Passage provided START
Beyond Single Models

While a single fine-tuned model can already deliver strong performance, in practice, developers can be presented with multiple plausible merge options as part of the merging process. To mirror this workflow, we explored how ensembles of small, specialised models perform when tasked with proposing multiple candidate solutions.

To this end, we evaluated the top-3 accuracy (i.e., the likelihood that the correct resolution appears among the top three outputs), using a mixture of Harmony models built on different backbones (e.g., Llama-3.1-8B, Qwen3-4B) and trained on distinct subsets of AOSP-derived data.

Our ensemble of Harmony models achieved 27.11 accuracy improvement over the ensemble of general-purpose LLMs (Claude + Gemini + GPT). This result highlights another key advantage of small language models. Because SLMs are lightweight and cost-efficient, we can afford to train and deploy multiple specialised variants, each capturing slightly different coding patterns or merge heuristics, and then combine their strengths through ensembling.

Agentic Approach to Merge Conflict Resolution

Automated conflict resolution is not a single-step problem; it involves a sequence of interdependent tasks, each posing distinct challenges. For example, resolving a single conflict block may involve analysing just a few files, while verifying the correctness of the final resolution often requires compiling and testing the entire codebase.
Passage provided END
● Exercise instructions
a – How would you put this sentence from the passage on merge conflict resolution into Spanish: "This result highlights another key advantage of small language models."
b – Can you go on with the passage on merge conflict resolution from the point where it stops?
None of the rows are needed here.
Material supplied START
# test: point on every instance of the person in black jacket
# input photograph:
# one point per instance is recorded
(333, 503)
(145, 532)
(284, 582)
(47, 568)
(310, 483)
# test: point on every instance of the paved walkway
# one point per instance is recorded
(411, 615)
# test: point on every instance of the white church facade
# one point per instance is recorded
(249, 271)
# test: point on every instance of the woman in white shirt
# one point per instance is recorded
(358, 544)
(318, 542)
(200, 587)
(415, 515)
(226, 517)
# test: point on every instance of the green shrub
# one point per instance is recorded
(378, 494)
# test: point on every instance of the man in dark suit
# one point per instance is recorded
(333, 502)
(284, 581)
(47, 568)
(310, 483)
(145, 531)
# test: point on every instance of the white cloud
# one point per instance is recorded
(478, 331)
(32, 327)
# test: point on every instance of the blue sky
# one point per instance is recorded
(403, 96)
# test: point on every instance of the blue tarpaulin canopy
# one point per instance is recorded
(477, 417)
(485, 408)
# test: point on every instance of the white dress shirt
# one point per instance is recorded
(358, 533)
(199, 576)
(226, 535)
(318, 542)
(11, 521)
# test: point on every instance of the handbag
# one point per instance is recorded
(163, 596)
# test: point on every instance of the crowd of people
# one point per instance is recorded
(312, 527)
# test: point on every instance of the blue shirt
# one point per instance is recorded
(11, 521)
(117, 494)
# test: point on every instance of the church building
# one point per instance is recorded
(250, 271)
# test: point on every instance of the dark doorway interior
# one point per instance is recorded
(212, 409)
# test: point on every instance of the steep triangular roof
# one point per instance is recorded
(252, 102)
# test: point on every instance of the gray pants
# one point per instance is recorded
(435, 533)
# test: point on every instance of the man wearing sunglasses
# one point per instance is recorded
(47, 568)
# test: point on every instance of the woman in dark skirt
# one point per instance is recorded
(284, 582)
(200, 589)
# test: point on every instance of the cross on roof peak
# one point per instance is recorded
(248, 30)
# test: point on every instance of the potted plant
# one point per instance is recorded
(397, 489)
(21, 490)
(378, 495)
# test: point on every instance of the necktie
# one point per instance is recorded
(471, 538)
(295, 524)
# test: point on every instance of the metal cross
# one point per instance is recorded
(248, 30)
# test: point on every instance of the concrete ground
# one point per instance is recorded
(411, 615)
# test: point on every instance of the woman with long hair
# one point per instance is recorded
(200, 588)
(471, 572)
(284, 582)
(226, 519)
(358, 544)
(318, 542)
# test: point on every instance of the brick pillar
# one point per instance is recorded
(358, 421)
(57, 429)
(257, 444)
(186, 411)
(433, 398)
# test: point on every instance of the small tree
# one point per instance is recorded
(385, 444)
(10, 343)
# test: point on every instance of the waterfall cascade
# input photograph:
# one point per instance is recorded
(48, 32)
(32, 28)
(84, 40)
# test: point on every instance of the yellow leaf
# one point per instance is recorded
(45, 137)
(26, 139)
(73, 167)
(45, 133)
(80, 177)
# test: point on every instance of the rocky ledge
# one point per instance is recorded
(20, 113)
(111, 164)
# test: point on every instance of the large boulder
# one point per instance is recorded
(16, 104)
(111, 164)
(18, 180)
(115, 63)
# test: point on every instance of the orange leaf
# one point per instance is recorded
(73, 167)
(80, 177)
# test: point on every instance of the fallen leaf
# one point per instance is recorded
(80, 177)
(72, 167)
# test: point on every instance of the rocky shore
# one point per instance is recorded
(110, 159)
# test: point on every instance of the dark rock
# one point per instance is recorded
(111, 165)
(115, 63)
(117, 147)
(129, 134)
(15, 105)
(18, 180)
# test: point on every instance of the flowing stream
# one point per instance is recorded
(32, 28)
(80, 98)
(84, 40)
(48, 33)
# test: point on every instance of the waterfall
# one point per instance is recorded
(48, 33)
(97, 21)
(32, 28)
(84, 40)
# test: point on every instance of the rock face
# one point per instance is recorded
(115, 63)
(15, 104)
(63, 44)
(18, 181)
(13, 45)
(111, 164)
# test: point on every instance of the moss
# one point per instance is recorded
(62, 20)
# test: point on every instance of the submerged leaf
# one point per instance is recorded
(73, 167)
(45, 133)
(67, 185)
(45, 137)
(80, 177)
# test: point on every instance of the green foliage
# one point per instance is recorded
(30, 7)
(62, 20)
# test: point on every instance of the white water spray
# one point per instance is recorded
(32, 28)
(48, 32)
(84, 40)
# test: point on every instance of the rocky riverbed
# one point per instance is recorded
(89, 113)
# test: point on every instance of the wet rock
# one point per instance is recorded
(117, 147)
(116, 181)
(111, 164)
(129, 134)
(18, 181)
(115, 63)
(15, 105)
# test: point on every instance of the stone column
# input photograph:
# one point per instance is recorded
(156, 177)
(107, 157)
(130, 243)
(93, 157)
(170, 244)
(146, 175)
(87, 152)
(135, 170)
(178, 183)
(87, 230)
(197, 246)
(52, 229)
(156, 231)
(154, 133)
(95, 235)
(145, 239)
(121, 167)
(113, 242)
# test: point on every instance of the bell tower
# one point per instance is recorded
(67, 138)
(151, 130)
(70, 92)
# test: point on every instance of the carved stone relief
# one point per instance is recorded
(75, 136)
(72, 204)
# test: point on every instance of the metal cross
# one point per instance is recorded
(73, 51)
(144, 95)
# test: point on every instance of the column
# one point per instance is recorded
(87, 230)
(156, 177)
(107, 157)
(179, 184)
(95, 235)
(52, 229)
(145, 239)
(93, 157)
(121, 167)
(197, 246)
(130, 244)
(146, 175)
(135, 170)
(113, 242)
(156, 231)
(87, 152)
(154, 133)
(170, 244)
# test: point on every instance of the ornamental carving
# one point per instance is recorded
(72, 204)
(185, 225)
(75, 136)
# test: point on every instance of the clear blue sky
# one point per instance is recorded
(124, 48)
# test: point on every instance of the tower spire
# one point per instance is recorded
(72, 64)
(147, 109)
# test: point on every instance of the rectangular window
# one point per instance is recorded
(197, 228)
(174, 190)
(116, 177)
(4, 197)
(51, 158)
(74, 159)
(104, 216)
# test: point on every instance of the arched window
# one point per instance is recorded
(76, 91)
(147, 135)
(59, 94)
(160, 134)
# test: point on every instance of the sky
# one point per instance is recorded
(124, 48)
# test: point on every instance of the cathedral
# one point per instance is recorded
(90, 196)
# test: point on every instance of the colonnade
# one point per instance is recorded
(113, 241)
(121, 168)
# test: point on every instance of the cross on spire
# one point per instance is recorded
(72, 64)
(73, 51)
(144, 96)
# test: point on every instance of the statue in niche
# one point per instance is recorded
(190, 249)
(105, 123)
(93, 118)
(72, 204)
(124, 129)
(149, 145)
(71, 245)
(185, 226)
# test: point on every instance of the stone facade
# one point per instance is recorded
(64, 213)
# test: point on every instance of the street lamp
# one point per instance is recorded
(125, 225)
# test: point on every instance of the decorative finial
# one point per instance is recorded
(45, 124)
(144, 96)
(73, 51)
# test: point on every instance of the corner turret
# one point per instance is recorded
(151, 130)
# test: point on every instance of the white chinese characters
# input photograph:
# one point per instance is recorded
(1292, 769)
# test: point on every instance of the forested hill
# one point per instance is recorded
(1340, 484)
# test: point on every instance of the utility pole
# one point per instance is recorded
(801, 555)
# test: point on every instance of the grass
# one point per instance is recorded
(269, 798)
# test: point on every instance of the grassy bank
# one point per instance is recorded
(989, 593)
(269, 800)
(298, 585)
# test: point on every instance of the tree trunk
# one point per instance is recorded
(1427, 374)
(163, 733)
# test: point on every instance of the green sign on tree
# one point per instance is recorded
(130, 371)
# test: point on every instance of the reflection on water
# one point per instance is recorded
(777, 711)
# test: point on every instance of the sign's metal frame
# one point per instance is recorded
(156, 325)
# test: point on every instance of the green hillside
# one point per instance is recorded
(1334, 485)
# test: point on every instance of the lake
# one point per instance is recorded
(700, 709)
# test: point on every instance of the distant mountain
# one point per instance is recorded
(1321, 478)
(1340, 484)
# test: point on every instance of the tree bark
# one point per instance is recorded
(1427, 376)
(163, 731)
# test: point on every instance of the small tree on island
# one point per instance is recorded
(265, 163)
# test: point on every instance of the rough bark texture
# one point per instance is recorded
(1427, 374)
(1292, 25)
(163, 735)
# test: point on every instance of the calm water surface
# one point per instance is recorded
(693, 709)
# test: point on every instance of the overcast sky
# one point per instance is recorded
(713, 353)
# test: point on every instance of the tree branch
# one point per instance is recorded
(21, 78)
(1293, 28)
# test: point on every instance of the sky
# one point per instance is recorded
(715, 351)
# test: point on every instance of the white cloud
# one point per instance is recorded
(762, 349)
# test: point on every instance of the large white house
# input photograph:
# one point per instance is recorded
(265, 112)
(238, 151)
Material supplied END
● Results of the tasks
a – Este resultado destaca otra ventaja clave de los modelos de lenguaje pequeños.

b –
Rather than relying on a single monolithic model to handle this entire pipeline, we believe the future of intelligent code automation lies in coordination among many specialised SLMs, each as an expert in a focused part of the workflow. To this end, we developed the Harmony Orchestrator, an agentic model equipped with robust tools that extend its capabilities in context retrieval, structured reasoning, and validation of proposed resolutions.

As part of our research into developing the Harmony Orchestrator, we focused on four key aspects that make agentic coordination both efficient and reliable:

  1. Efficient planning and tool-calling. Orchestrator is optimised for high-level reasoning and dynamic task decomposition. Built on top of GPT-OSS, an LLM designed for agentic workflows, it intelligently decides when and how to invoke auxiliary tools. Some tools (e.g, context retrieval or code validation) can be computationally expensive, so the Orchestrator is optimised to balance accuracy and resource efficiency, ensuring high-quality results at minimal cost.
  1. High-quality specialised tools. An agentic system is only as effective as the tools it employs. We invested heavily in building fast, reliable, and domain-optimised tools. For example, integrating with the SourceFS fast checkouts and builds, our high-performance virtual filesystem which accelerates code checkouts and builds 10×, enabled rapid validation cycles and significantly improves performance.
  1. Validating intermediate results. We use an LLM-as-a-judge validator to verify intermediate results at various stages of the workflow. This approach allows the system to detect and correct potential issues early, reducing error propagation. Flagged cases can be automatically re-run with a higher reasoning budget or escalated for human review.
  1. Explainability. We put a lot of effort into explainable reasoning. For instances that require human intervention, the Orchestrator provides structured reasoning explanations to support decision-making. We found that presenting clear, interpretable justifications for each proposed resolution substantially reduces the time engineers spend reviewing and finalising merges.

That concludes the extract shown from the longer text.